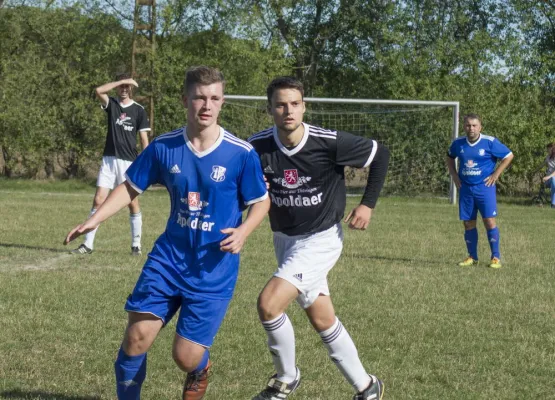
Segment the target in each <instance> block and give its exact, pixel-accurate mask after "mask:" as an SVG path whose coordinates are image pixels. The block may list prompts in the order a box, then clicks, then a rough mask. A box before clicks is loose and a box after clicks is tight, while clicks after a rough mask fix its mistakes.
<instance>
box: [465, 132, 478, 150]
mask: <svg viewBox="0 0 555 400" xmlns="http://www.w3.org/2000/svg"><path fill="white" fill-rule="evenodd" d="M480 140H482V134H481V133H480V137H479V138H478V140H476V141H475V142H474V143H470V142H469V141H468V138H466V143H468V145H469V146H470V147H474V146H476V145H477V144H478V143H480Z"/></svg>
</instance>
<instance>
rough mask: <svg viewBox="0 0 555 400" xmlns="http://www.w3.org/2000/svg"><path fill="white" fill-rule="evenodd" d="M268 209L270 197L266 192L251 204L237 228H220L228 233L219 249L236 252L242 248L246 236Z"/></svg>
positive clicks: (259, 220) (221, 241) (226, 233)
mask: <svg viewBox="0 0 555 400" xmlns="http://www.w3.org/2000/svg"><path fill="white" fill-rule="evenodd" d="M269 210H270V197H269V196H268V194H267V193H266V197H265V198H264V200H262V201H259V202H257V203H254V204H252V205H251V206H250V207H249V211H248V212H247V218H245V220H244V221H243V223H242V224H241V225H239V226H238V227H237V228H226V229H222V233H224V234H226V235H229V236H228V237H226V238H225V239H224V240H222V241H221V242H220V250H221V251H227V252H229V253H233V254H238V253H239V252H240V251H241V249H242V248H243V246H244V244H245V241H246V240H247V237H249V235H250V234H251V233H252V232H253V231H254V230H255V229H256V227H257V226H258V225H260V223H261V222H262V220H263V219H264V217H265V216H266V214H268V211H269Z"/></svg>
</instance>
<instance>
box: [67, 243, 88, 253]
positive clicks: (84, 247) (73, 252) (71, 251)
mask: <svg viewBox="0 0 555 400" xmlns="http://www.w3.org/2000/svg"><path fill="white" fill-rule="evenodd" d="M70 253H71V254H91V253H92V249H89V248H88V247H87V246H85V245H84V244H82V245H81V246H79V247H78V248H76V249H73V250H71V251H70Z"/></svg>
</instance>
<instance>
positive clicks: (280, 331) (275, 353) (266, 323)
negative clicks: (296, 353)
mask: <svg viewBox="0 0 555 400" xmlns="http://www.w3.org/2000/svg"><path fill="white" fill-rule="evenodd" d="M262 326H263V327H264V329H265V330H266V335H268V347H269V348H270V353H271V354H272V361H273V363H274V368H275V369H276V372H277V379H278V380H280V381H282V382H285V383H291V382H293V381H294V380H295V377H296V375H297V365H296V363H295V332H294V331H293V325H292V324H291V321H290V320H289V318H288V317H287V314H285V313H284V314H281V315H280V316H279V317H277V318H275V319H273V320H271V321H262Z"/></svg>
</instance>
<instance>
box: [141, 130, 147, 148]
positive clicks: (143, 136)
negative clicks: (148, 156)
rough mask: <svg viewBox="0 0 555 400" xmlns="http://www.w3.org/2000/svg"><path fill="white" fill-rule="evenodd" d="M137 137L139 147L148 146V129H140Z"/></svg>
mask: <svg viewBox="0 0 555 400" xmlns="http://www.w3.org/2000/svg"><path fill="white" fill-rule="evenodd" d="M139 139H140V140H141V148H142V149H143V150H144V149H146V147H147V146H148V131H140V132H139Z"/></svg>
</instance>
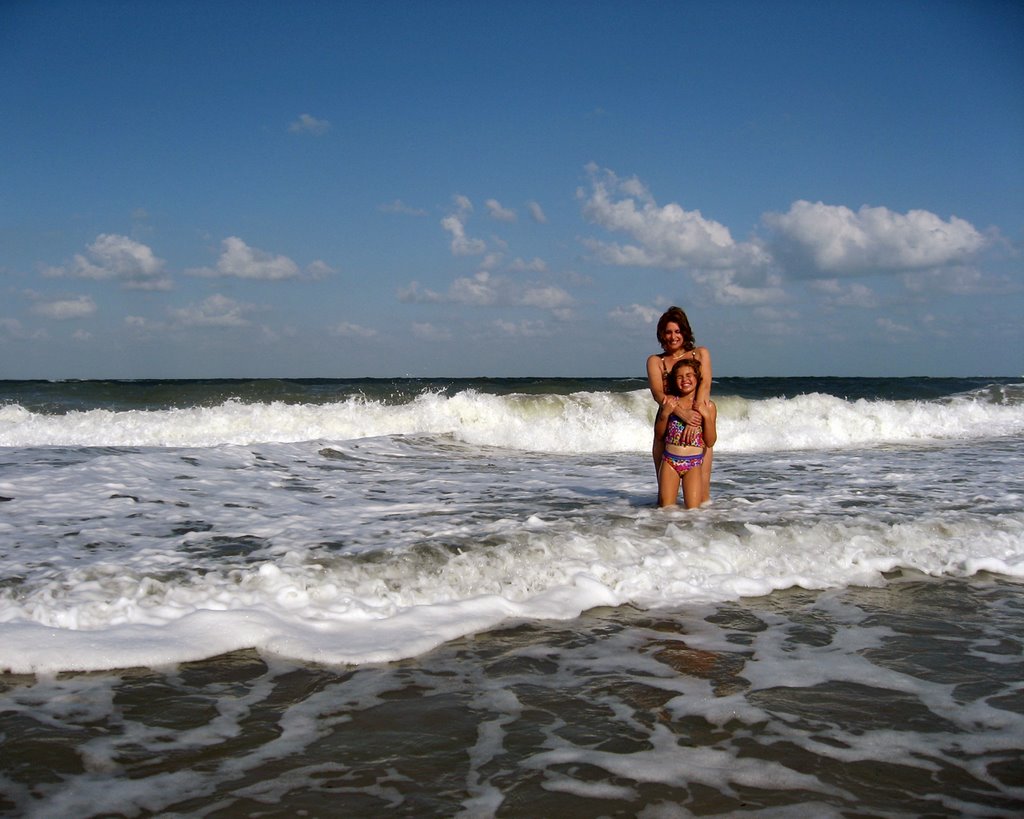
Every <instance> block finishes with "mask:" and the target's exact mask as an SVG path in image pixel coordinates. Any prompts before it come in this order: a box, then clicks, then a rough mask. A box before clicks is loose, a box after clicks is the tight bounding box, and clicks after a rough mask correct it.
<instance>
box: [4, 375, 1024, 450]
mask: <svg viewBox="0 0 1024 819" xmlns="http://www.w3.org/2000/svg"><path fill="white" fill-rule="evenodd" d="M716 402H717V404H718V408H719V418H718V426H719V444H718V449H717V451H734V452H746V451H769V450H774V449H807V448H845V447H861V446H870V445H874V444H886V443H888V444H900V443H914V442H921V441H929V440H948V439H971V438H977V437H991V436H998V435H1019V434H1021V433H1022V432H1024V405H1022V404H1020V403H1009V404H1000V403H992V402H990V401H984V400H980V399H963V400H958V401H955V402H950V401H919V400H904V401H890V400H866V399H858V400H852V401H851V400H846V399H843V398H838V397H835V396H831V395H823V394H818V393H814V394H808V395H799V396H796V397H792V398H768V399H759V400H754V399H745V398H740V397H736V396H724V397H720V398H718V399H717V401H716ZM654 411H655V406H654V404H653V401H651V399H650V395H649V393H647V391H646V390H636V391H633V392H626V393H609V392H582V393H573V394H569V395H516V394H512V395H489V394H483V393H479V392H476V391H474V390H465V391H462V392H458V393H456V394H454V395H451V396H449V395H444V394H440V393H431V392H427V393H422V394H420V395H418V396H416V397H415V398H414V399H412V400H410V401H408V402H406V403H398V404H395V403H387V402H383V401H377V400H371V399H366V398H361V397H350V398H347V399H345V400H343V401H337V402H333V403H325V404H311V403H300V404H295V403H285V402H279V401H270V402H265V403H262V402H261V403H248V402H243V401H237V400H229V401H225V402H223V403H220V404H218V405H216V406H209V407H206V406H195V407H187V408H170V410H150V411H140V410H130V411H121V412H116V411H111V410H89V411H84V412H70V413H66V414H62V415H44V414H40V413H34V412H30V411H28V410H26V408H24V407H22V406H18V405H16V404H8V405H6V406H2V407H0V446H215V445H219V444H251V443H259V442H294V441H308V440H334V441H344V440H355V439H359V438H369V437H375V436H381V435H422V434H427V435H447V436H452V437H453V438H455V439H456V440H460V441H464V442H466V443H471V444H476V445H489V446H501V447H506V448H509V449H518V450H523V451H546V452H564V454H572V452H629V451H644V450H646V449H648V448H649V446H650V442H651V428H652V422H653V418H654Z"/></svg>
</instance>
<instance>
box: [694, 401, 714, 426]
mask: <svg viewBox="0 0 1024 819" xmlns="http://www.w3.org/2000/svg"><path fill="white" fill-rule="evenodd" d="M697 414H698V415H699V416H700V419H701V422H703V421H705V420H707V421H714V420H715V419H716V418H718V407H717V406H715V403H714V402H713V401H702V402H701V403H700V405H699V406H698V407H697Z"/></svg>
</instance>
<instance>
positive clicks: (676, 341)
mask: <svg viewBox="0 0 1024 819" xmlns="http://www.w3.org/2000/svg"><path fill="white" fill-rule="evenodd" d="M662 346H663V347H664V348H665V351H666V352H675V351H677V350H680V349H682V347H683V331H682V330H680V329H679V325H678V324H676V322H675V321H669V322H668V324H667V325H666V326H665V330H664V331H662Z"/></svg>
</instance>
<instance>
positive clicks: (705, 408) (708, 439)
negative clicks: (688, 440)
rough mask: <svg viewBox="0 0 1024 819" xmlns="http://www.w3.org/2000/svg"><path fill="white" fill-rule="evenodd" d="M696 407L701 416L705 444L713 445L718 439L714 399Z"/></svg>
mask: <svg viewBox="0 0 1024 819" xmlns="http://www.w3.org/2000/svg"><path fill="white" fill-rule="evenodd" d="M698 408H699V411H700V416H701V417H702V418H703V439H705V446H714V445H715V441H717V440H718V407H717V406H716V405H715V402H714V401H705V402H703V403H700V404H698Z"/></svg>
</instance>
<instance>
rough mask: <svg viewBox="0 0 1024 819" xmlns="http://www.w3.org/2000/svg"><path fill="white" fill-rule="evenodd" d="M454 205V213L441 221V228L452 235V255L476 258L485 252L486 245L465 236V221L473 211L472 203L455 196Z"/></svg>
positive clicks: (481, 241) (468, 236) (465, 235)
mask: <svg viewBox="0 0 1024 819" xmlns="http://www.w3.org/2000/svg"><path fill="white" fill-rule="evenodd" d="M455 204H456V209H457V210H456V212H455V213H452V214H449V215H447V216H445V217H444V218H443V219H441V227H443V228H444V229H445V230H447V231H449V232H450V233H451V234H452V253H453V254H454V255H456V256H478V255H480V254H481V253H483V252H484V251H486V249H487V245H486V243H485V242H483V241H482V240H479V239H470V238H469V236H467V235H466V220H467V219H468V218H469V214H470V213H472V211H473V203H471V202H470V201H469V200H468V199H467V198H466V197H464V196H462V195H457V196H456V197H455Z"/></svg>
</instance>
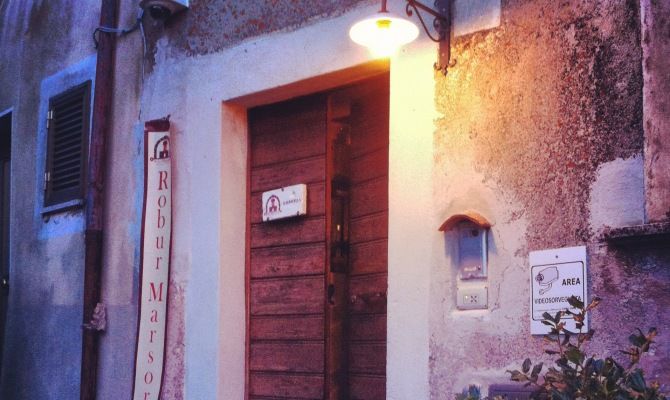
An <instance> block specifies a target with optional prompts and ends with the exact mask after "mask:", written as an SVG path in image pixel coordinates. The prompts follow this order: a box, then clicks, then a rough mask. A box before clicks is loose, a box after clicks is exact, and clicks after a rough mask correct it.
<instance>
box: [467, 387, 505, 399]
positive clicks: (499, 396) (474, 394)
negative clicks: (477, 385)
mask: <svg viewBox="0 0 670 400" xmlns="http://www.w3.org/2000/svg"><path fill="white" fill-rule="evenodd" d="M481 398H482V395H481V391H480V390H479V387H477V386H475V385H470V386H468V388H467V389H463V392H461V393H460V394H457V395H456V400H480V399H481ZM491 400H503V398H501V397H500V396H495V397H493V398H492V399H491Z"/></svg>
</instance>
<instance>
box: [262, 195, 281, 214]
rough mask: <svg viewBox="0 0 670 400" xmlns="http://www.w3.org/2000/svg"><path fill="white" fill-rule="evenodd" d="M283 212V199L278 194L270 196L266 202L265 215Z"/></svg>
mask: <svg viewBox="0 0 670 400" xmlns="http://www.w3.org/2000/svg"><path fill="white" fill-rule="evenodd" d="M280 212H281V201H280V200H279V197H277V196H276V195H272V196H270V197H269V198H268V199H267V201H266V202H265V215H267V216H270V215H273V214H277V213H280Z"/></svg>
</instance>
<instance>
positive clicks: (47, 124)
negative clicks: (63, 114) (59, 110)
mask: <svg viewBox="0 0 670 400" xmlns="http://www.w3.org/2000/svg"><path fill="white" fill-rule="evenodd" d="M53 119H54V110H49V111H48V112H47V129H48V128H49V125H51V121H52V120H53Z"/></svg>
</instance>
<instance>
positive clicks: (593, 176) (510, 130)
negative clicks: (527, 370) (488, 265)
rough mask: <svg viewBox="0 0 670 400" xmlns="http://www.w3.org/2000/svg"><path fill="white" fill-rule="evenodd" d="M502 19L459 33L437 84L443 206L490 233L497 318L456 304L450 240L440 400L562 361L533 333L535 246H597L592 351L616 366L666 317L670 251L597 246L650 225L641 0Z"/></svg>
mask: <svg viewBox="0 0 670 400" xmlns="http://www.w3.org/2000/svg"><path fill="white" fill-rule="evenodd" d="M501 21H502V24H501V26H500V27H499V28H496V29H492V30H490V31H485V32H479V33H475V34H472V35H467V36H463V37H461V38H459V39H457V40H456V42H455V45H454V48H453V50H452V54H453V57H454V58H455V66H454V67H453V68H451V69H450V71H449V75H448V76H447V77H446V79H436V81H435V102H436V108H437V110H438V112H439V113H440V114H441V116H440V118H439V119H438V120H437V122H436V130H435V135H434V154H433V156H434V167H433V168H434V170H433V182H434V185H435V186H434V187H435V191H434V194H433V199H434V203H435V208H436V210H438V213H439V214H440V215H441V219H442V220H444V219H446V218H447V217H448V216H450V215H452V214H454V213H457V212H462V211H464V210H465V209H474V210H477V211H479V212H480V213H482V214H483V215H484V216H486V217H487V218H488V219H489V220H492V222H493V227H492V228H491V231H490V233H489V244H490V249H489V257H490V258H489V263H488V265H489V277H488V280H487V282H486V284H487V286H488V295H489V308H488V309H487V310H481V311H479V310H477V311H460V310H457V309H456V305H455V303H456V297H455V296H456V289H457V287H458V286H459V285H465V284H464V283H462V282H459V279H458V278H457V271H456V260H455V257H456V252H457V249H456V248H455V247H454V244H455V242H456V240H455V239H456V238H455V237H454V234H453V233H447V234H445V235H444V238H443V243H442V244H441V245H442V246H441V247H442V249H441V250H442V251H441V254H440V255H439V258H438V262H436V263H435V264H433V265H432V270H431V290H430V388H431V394H430V397H431V398H433V399H451V398H453V396H454V394H455V393H457V392H460V391H461V390H462V389H464V388H465V387H467V386H468V385H469V384H478V385H480V386H482V388H483V389H484V392H486V389H487V388H488V385H490V384H493V383H507V382H509V375H508V374H506V373H505V370H507V369H518V368H519V366H520V365H521V363H522V362H523V360H524V359H525V358H526V357H530V358H531V359H533V360H535V361H544V362H545V365H547V363H550V362H551V359H550V358H547V356H545V355H544V354H543V350H544V346H543V343H542V339H541V337H532V336H530V334H529V288H530V283H529V273H528V269H529V265H528V253H529V252H530V251H533V250H541V249H548V248H558V247H568V246H576V245H586V246H587V253H588V262H589V271H588V277H589V293H590V294H591V295H592V296H599V297H601V298H603V299H604V303H603V304H602V305H601V306H600V307H599V308H598V309H597V310H596V311H594V312H593V314H592V327H593V328H594V329H595V330H596V337H595V340H594V342H593V344H592V345H591V347H590V348H589V352H591V353H594V354H598V355H599V356H605V355H615V356H617V357H618V356H619V355H618V353H617V350H618V349H623V348H626V347H627V338H628V335H629V334H630V333H631V332H632V330H633V329H635V328H637V327H640V328H642V329H646V328H649V327H651V326H657V327H661V326H666V325H668V324H669V321H670V314H669V313H668V311H667V306H668V303H669V302H670V298H669V297H668V294H667V290H664V289H662V288H663V287H665V288H667V287H668V285H669V284H670V274H669V273H668V268H667V265H668V261H669V256H670V255H669V253H668V249H667V248H663V247H662V246H661V247H651V248H645V249H639V248H615V247H611V246H608V245H607V244H606V243H602V242H600V241H599V232H600V231H601V229H602V228H604V227H605V226H611V227H618V226H625V225H629V224H639V223H643V222H644V220H645V208H644V203H645V191H644V180H643V175H644V163H643V138H644V136H643V135H644V131H643V126H642V94H643V89H642V69H641V66H642V64H641V63H642V49H641V44H640V30H641V26H640V4H639V3H638V2H636V1H627V2H621V1H595V2H583V1H567V2H561V3H556V2H553V1H532V2H530V1H512V0H509V1H503V2H502V16H501ZM660 97H661V98H662V99H663V98H664V96H660ZM436 226H439V225H436ZM669 335H670V332H666V330H665V329H662V332H661V334H660V337H659V338H658V340H657V344H656V350H655V352H654V353H652V354H651V355H650V356H649V357H648V358H647V360H646V361H645V364H644V365H645V366H646V367H647V368H649V370H648V379H650V380H660V381H662V382H668V366H669V365H670V360H669V359H668V354H669V352H668V350H670V349H669V343H670V336H669ZM666 390H667V389H666Z"/></svg>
----------
EXERCISE REQUIREMENTS: Switch "prompts" to "cues" in the rows above, from their first line through the line containing "box: [465, 132, 478, 150]", and write out only those lines with everything else unchanged. Leave the pictures out of your answer.

SOLUTION BELOW:
Segment the target in each <instance> block and give its exact, pixel-accurate mask after "mask:" as an SVG path whose coordinates are image pixels. The block may list cues in the order a box, then clicks, then a rough mask. A box before clicks is loose and a box after clicks is tight, while clicks after a rough mask fix its mistakes.
<instance>
box: [465, 132, 478, 150]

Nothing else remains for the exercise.